---------- Records for processing

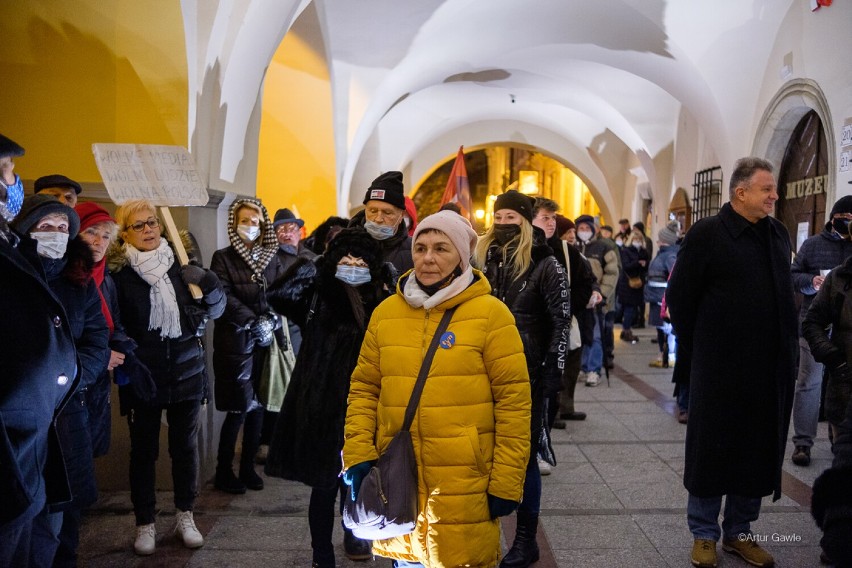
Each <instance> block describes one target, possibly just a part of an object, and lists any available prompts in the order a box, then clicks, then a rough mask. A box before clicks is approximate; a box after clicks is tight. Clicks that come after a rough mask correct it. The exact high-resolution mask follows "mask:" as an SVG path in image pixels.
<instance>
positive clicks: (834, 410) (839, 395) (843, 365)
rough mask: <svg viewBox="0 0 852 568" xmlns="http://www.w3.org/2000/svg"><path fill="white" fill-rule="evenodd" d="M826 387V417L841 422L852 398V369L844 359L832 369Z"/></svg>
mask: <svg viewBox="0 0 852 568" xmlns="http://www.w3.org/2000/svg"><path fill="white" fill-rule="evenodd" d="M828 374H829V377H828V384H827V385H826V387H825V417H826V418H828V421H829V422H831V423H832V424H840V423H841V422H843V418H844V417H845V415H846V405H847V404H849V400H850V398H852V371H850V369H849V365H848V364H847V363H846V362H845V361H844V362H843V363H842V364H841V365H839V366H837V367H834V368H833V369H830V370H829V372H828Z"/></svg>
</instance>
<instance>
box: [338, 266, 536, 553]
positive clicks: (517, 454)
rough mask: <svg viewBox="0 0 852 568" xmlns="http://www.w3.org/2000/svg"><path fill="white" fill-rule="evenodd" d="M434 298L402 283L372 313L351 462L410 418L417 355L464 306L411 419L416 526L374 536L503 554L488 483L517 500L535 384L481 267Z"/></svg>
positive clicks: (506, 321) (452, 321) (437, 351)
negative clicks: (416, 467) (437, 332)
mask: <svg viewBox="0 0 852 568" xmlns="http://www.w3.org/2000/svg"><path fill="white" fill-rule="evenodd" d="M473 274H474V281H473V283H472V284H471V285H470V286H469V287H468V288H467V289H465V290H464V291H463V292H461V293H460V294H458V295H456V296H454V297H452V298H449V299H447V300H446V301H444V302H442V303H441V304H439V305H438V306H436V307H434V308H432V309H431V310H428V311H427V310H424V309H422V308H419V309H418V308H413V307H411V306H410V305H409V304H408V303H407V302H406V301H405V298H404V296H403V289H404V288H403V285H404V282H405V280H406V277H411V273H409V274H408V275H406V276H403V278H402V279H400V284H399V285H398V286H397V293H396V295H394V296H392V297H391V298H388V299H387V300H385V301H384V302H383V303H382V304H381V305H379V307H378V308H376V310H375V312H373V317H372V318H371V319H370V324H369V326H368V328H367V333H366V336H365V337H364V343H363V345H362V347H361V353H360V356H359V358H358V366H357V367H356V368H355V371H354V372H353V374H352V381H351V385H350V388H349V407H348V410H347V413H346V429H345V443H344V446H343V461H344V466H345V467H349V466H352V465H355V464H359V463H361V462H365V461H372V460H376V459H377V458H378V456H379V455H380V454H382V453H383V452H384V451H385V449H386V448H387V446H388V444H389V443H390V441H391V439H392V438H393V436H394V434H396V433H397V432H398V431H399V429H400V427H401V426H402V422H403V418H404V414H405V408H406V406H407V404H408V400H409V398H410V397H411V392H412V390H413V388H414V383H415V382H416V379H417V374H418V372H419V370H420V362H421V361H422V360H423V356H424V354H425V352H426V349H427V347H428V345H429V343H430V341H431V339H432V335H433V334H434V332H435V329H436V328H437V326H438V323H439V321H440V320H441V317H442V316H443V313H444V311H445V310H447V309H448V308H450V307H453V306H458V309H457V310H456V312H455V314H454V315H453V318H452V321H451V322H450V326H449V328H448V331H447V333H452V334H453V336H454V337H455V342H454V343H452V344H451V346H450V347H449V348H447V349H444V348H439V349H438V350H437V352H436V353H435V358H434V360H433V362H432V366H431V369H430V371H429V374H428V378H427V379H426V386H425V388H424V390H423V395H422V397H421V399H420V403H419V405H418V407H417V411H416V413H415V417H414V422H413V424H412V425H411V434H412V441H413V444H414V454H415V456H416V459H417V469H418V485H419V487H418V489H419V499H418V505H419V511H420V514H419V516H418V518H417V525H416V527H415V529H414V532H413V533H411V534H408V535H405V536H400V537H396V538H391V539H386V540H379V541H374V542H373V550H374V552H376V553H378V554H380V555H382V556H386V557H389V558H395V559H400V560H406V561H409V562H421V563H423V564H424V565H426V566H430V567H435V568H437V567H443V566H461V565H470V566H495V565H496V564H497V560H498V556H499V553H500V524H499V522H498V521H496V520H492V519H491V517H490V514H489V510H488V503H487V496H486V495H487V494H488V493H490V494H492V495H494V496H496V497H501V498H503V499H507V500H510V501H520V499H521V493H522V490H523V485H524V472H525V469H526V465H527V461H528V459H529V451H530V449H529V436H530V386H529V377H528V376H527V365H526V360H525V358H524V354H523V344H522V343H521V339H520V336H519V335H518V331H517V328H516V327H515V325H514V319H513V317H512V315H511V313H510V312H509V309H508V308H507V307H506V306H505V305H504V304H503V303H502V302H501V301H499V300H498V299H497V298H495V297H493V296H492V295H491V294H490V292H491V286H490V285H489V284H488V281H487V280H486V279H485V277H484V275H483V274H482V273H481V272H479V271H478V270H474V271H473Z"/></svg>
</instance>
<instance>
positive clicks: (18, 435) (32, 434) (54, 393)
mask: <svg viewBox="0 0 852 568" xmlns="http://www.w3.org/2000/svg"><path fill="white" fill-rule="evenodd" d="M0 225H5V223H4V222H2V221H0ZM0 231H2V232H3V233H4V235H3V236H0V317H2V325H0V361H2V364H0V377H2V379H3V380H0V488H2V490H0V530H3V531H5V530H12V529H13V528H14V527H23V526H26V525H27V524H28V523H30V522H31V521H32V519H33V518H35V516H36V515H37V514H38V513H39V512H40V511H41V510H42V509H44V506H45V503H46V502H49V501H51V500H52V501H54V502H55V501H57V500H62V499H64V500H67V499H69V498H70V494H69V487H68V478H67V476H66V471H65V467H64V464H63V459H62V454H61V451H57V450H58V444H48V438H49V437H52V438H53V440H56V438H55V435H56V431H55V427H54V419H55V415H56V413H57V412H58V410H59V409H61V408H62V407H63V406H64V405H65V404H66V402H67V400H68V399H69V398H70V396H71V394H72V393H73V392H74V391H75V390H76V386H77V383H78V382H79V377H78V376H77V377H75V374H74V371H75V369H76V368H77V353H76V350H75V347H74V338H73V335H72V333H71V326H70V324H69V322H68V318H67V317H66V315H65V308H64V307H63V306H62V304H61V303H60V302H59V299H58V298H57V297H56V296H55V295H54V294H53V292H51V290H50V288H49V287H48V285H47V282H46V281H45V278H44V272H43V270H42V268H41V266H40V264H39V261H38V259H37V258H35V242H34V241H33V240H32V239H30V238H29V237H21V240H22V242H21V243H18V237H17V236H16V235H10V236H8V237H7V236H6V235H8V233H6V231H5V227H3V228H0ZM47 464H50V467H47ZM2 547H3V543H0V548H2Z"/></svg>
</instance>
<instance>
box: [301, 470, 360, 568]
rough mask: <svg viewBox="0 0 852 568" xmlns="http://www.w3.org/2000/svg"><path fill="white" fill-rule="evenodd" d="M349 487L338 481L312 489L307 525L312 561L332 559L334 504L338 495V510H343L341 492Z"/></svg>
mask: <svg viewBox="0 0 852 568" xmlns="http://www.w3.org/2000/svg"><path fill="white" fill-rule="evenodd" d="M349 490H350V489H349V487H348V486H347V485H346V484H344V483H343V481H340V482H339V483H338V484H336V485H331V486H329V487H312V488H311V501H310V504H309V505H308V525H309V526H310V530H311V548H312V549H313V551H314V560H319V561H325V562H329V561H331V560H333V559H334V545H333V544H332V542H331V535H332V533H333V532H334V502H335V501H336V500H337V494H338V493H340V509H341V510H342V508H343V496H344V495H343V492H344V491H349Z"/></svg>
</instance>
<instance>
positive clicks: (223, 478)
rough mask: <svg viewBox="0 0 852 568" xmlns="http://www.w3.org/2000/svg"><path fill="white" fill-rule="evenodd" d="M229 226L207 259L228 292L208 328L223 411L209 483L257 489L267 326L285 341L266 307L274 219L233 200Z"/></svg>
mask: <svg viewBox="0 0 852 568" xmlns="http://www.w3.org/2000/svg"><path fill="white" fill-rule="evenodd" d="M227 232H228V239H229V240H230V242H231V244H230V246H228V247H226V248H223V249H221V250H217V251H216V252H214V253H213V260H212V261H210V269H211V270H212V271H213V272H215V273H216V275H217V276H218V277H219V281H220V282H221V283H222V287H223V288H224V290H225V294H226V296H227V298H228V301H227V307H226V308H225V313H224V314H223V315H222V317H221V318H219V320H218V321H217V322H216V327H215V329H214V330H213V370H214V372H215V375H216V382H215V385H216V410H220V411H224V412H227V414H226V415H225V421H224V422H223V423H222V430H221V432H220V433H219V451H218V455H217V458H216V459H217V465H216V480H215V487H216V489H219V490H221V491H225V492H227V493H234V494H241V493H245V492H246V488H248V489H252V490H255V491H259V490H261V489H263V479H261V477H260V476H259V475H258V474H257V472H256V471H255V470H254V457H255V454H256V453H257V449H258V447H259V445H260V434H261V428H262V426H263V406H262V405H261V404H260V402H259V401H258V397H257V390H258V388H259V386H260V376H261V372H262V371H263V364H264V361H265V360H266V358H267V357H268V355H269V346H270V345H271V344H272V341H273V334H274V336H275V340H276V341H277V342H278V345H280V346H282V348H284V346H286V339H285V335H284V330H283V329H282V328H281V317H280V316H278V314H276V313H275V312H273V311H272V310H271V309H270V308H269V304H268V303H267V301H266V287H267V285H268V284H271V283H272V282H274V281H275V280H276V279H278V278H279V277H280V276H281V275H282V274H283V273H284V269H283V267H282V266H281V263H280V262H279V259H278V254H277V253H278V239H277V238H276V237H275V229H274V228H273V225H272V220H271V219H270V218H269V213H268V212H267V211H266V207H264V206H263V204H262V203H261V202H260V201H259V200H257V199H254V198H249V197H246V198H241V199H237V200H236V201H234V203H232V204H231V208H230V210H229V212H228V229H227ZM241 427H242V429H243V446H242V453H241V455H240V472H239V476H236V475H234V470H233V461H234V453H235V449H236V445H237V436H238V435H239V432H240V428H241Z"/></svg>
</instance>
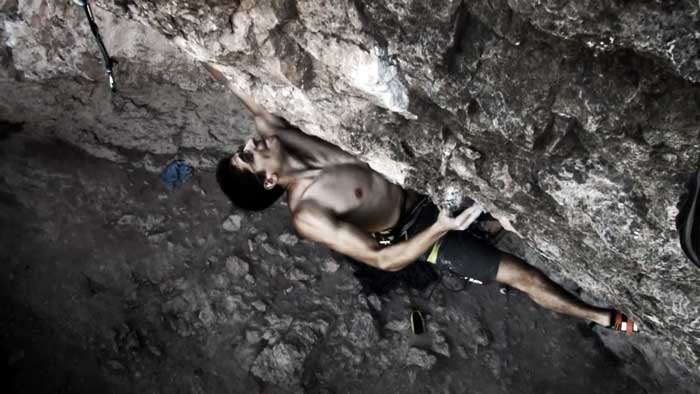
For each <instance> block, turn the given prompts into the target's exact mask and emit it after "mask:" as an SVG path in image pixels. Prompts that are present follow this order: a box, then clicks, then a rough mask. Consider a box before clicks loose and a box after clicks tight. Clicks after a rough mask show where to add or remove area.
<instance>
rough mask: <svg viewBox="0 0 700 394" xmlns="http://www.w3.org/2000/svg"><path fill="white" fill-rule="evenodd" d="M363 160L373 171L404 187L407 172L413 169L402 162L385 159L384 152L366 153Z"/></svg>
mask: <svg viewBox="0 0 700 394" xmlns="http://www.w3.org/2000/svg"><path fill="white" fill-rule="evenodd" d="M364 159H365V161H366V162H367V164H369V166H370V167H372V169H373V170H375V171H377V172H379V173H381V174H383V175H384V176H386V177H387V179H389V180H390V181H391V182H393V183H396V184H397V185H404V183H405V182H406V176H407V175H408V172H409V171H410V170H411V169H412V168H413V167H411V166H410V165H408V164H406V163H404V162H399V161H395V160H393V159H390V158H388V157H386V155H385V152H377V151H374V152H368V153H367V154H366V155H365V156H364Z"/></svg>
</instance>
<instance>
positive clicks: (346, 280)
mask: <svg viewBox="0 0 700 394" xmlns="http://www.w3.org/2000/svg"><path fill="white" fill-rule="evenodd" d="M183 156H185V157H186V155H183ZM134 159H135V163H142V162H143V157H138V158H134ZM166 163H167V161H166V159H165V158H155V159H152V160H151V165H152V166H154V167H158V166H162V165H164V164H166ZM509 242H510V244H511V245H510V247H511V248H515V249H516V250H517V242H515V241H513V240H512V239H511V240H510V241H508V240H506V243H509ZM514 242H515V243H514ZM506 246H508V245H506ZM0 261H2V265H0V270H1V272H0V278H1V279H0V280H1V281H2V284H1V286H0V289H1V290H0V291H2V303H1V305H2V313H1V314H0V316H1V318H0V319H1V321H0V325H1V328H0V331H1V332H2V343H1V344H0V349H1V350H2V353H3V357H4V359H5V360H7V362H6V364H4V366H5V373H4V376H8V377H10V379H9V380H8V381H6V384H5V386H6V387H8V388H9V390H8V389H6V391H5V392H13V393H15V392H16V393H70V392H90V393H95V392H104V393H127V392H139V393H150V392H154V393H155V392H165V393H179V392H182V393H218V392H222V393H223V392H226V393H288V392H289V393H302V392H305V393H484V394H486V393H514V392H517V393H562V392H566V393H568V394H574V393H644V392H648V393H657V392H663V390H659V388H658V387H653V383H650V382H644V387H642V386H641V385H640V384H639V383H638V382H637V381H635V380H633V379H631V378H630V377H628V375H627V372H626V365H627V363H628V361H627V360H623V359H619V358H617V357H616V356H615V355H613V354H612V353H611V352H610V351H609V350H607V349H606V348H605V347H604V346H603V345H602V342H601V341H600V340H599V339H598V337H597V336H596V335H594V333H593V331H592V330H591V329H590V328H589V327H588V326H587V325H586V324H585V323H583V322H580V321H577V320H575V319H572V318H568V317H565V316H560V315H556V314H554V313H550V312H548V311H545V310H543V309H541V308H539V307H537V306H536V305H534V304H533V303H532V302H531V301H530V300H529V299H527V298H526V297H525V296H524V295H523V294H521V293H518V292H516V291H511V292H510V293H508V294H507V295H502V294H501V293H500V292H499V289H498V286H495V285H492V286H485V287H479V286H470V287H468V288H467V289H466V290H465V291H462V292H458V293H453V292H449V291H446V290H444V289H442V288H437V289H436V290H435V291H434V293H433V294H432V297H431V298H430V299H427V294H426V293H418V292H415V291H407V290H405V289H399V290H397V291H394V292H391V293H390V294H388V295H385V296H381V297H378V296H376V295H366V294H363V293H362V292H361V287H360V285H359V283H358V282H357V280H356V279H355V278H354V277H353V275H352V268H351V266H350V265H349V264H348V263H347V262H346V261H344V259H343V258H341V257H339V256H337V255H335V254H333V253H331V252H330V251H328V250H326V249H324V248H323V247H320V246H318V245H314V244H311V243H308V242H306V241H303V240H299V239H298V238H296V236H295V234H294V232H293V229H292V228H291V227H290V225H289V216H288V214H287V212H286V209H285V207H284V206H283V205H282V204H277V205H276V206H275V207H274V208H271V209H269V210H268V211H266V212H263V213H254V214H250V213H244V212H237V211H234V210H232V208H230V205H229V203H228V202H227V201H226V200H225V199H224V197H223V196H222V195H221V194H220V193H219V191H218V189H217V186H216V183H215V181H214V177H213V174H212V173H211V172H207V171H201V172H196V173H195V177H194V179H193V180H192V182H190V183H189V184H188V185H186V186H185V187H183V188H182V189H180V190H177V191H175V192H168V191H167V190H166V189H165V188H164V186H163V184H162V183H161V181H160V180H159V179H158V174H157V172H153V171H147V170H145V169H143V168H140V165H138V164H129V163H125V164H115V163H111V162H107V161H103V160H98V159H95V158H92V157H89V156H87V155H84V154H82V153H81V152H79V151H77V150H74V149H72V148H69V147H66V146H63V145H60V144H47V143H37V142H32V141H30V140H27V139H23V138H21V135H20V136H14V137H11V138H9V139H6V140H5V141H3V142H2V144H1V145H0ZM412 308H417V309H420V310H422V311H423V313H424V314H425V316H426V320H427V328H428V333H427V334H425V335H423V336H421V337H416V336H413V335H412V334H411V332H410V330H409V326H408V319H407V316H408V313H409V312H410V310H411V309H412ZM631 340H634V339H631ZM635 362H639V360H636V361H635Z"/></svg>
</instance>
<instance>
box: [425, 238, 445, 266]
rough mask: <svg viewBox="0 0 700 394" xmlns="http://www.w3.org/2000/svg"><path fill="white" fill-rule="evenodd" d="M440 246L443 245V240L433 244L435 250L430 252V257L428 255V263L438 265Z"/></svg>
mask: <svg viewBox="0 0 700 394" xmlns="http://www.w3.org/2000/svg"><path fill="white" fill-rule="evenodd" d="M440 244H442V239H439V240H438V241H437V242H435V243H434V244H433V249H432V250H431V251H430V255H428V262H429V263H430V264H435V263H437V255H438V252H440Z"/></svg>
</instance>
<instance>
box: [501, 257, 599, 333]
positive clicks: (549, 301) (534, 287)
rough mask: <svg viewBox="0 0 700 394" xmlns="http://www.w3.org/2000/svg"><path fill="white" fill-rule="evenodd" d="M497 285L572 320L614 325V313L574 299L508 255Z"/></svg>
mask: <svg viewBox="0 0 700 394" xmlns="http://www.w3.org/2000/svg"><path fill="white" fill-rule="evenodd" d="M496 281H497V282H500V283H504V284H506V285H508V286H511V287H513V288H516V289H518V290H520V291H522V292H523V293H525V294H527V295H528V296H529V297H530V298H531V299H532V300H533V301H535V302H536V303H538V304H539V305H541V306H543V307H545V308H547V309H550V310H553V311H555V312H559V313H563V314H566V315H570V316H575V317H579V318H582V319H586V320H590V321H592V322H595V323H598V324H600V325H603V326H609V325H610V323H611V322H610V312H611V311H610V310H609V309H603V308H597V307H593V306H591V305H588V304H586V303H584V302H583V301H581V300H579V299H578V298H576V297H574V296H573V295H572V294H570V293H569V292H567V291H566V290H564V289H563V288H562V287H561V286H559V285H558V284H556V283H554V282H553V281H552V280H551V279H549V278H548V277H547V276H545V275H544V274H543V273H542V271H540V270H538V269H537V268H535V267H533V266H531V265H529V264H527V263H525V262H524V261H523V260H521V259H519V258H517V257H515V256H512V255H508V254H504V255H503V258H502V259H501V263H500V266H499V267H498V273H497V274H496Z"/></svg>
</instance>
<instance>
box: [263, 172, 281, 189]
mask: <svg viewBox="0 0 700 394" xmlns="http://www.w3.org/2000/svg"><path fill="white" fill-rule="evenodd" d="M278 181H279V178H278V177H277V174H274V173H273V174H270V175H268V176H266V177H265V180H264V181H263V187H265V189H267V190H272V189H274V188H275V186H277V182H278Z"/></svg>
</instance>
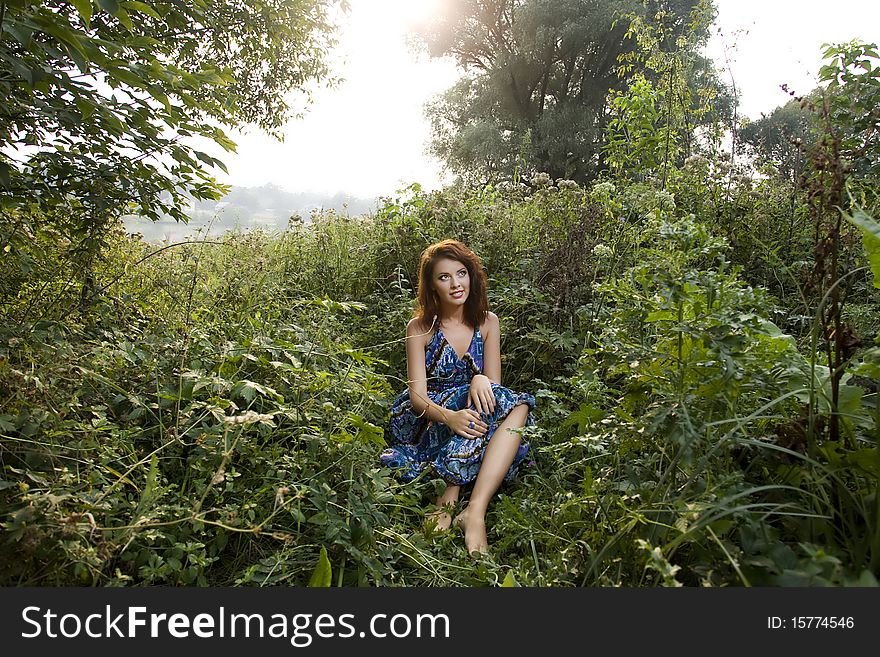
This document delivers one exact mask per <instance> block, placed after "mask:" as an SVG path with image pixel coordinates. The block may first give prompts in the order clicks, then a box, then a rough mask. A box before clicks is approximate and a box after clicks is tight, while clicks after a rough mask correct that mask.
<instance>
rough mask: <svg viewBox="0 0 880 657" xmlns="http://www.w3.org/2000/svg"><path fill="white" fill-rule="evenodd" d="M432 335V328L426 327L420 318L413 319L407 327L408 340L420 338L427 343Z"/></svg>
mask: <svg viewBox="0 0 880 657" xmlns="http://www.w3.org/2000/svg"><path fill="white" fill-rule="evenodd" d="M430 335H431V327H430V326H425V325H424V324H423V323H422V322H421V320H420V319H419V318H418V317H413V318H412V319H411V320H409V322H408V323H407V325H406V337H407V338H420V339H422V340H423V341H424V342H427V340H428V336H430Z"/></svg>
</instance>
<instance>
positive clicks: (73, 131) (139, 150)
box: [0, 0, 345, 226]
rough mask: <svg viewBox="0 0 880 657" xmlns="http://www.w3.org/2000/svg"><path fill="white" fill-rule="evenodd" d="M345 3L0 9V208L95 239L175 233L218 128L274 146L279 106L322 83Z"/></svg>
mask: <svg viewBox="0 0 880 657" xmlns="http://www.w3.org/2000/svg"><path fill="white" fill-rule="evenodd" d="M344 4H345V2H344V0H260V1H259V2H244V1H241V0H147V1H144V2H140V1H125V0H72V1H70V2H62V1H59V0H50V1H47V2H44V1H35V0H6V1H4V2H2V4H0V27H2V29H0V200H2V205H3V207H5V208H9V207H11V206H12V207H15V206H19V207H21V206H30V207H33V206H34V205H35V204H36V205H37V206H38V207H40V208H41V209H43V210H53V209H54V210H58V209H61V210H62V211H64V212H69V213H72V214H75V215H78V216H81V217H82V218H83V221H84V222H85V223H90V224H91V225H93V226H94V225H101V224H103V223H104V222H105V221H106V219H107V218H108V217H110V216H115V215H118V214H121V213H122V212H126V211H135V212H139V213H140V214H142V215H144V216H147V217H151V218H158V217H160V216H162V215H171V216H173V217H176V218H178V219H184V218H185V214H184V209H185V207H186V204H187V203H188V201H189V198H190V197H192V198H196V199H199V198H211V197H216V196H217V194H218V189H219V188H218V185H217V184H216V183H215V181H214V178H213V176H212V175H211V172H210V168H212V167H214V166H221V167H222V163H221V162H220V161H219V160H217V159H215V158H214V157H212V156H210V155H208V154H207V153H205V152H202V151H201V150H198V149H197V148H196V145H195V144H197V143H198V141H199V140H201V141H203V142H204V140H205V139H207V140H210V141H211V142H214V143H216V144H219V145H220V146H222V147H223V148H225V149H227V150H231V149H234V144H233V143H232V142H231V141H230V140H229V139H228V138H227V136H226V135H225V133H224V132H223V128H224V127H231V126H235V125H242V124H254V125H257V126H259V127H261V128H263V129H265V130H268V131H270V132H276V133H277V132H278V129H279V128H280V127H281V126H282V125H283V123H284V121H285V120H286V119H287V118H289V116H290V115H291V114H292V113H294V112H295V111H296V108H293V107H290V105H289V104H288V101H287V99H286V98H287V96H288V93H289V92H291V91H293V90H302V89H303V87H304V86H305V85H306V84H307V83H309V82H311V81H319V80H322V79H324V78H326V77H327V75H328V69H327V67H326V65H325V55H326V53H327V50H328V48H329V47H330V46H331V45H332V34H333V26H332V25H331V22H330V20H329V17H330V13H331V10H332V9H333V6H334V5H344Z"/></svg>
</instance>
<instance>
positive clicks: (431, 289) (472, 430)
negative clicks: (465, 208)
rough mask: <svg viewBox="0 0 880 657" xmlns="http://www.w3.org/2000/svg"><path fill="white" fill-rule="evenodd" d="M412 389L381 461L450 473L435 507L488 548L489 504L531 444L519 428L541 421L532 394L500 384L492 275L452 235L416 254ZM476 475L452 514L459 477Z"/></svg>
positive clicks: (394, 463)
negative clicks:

--------------------

* Exercise brief: Repeat exactly the lines from the start of the entries down to the line with "positive clicks: (834, 410)", keeping both ends but none of the pictures.

* Result:
Each <instance> block describes one target, possibly just a part of an object, and lists any available prompts in the order a box, then clicks, then a rough mask. A box before clicks is approximate; a box after clicks is tight. Clicks that come after a rough mask correct it. The exact high-resolution mask follows "mask:" as an SVG path in image pixels.
<instance>
positive clicks: (834, 410) (839, 395) (843, 365)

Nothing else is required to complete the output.